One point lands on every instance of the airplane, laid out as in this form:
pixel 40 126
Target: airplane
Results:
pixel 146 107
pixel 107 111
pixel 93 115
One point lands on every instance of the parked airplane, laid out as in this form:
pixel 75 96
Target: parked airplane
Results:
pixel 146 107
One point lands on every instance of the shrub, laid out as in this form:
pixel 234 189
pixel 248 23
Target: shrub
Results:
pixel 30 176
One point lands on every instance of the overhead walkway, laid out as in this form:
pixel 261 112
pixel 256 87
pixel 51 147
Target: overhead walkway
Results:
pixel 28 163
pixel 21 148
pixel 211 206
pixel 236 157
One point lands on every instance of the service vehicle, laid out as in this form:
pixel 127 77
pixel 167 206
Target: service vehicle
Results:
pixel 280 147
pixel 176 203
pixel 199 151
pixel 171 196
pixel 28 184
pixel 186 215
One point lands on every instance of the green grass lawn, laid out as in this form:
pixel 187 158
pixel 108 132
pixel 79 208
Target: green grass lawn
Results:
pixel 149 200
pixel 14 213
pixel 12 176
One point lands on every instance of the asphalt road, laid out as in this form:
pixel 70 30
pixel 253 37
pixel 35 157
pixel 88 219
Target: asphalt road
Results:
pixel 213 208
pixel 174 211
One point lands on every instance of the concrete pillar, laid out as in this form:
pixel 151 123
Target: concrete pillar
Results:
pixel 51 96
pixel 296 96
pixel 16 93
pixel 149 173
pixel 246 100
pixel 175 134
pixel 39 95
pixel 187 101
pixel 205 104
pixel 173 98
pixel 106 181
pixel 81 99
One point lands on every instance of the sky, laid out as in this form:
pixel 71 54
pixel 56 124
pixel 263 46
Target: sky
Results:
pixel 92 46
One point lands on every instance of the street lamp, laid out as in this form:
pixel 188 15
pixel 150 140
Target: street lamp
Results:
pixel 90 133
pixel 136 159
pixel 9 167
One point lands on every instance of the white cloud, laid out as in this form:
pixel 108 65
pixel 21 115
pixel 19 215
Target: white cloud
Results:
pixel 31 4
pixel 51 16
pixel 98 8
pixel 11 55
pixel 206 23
··········
Could you render every line of the items above as a JSON list of strings, one string per line, with blank lines left out?

### Problem solution:
[
  "One point lands on every instance of the airplane, laid out as in this form:",
  "pixel 40 126",
  "Target: airplane",
  "Results:",
  "pixel 146 107",
  "pixel 107 111",
  "pixel 93 115",
  "One point lands on every instance of the parked airplane, laid out as in this form:",
  "pixel 75 96",
  "Target: parked airplane",
  "Results:",
  "pixel 146 107",
  "One point lands on every instance of the shrub, laid out as in this form:",
  "pixel 234 189",
  "pixel 248 23",
  "Target: shrub",
  "Results:",
  "pixel 30 176",
  "One point lands on every instance of the overhead walkway, laid out as in this form:",
  "pixel 261 112",
  "pixel 256 87",
  "pixel 51 147",
  "Target: overhead walkway",
  "Results:",
  "pixel 28 163",
  "pixel 21 148",
  "pixel 211 206",
  "pixel 236 157",
  "One point lands on every instance of the service vehicle, laid out as in this form:",
  "pixel 127 77",
  "pixel 167 206",
  "Target: service vehicle",
  "Results:",
  "pixel 280 147",
  "pixel 176 203",
  "pixel 199 151",
  "pixel 171 196",
  "pixel 28 184",
  "pixel 186 215",
  "One point lands on every instance of the green grass lawn, laid out as in this form:",
  "pixel 187 158",
  "pixel 108 132",
  "pixel 79 208",
  "Target: green grass lawn",
  "Results:",
  "pixel 149 200",
  "pixel 14 213",
  "pixel 12 176",
  "One point lands on every instance of the asphalt road, laid out as in this form:",
  "pixel 70 30",
  "pixel 253 37",
  "pixel 35 157",
  "pixel 88 219",
  "Target: asphalt road",
  "Results:",
  "pixel 213 208",
  "pixel 174 211",
  "One point lands on every instance of the concrete pillar, laid out as in this form:",
  "pixel 151 123",
  "Target: concrete pillar",
  "Results:",
  "pixel 51 96",
  "pixel 296 96",
  "pixel 16 93",
  "pixel 149 173",
  "pixel 246 100",
  "pixel 175 134",
  "pixel 39 95",
  "pixel 187 101",
  "pixel 205 104",
  "pixel 173 98",
  "pixel 106 181",
  "pixel 81 99",
  "One point lands on every instance of the sky, laid out as in this form:",
  "pixel 71 54",
  "pixel 56 124",
  "pixel 263 46",
  "Target: sky",
  "Results:",
  "pixel 92 46",
  "One point lands on every instance of the street lamp, laid out as in this form:",
  "pixel 188 15",
  "pixel 150 140",
  "Target: street lamp",
  "Results:",
  "pixel 90 133",
  "pixel 136 159",
  "pixel 9 167",
  "One point lands on every instance of the white cloud, laid out as in this form:",
  "pixel 108 65",
  "pixel 21 115",
  "pixel 19 215",
  "Target: white cloud",
  "Results:",
  "pixel 31 4",
  "pixel 51 16",
  "pixel 98 8",
  "pixel 11 55",
  "pixel 206 23"
]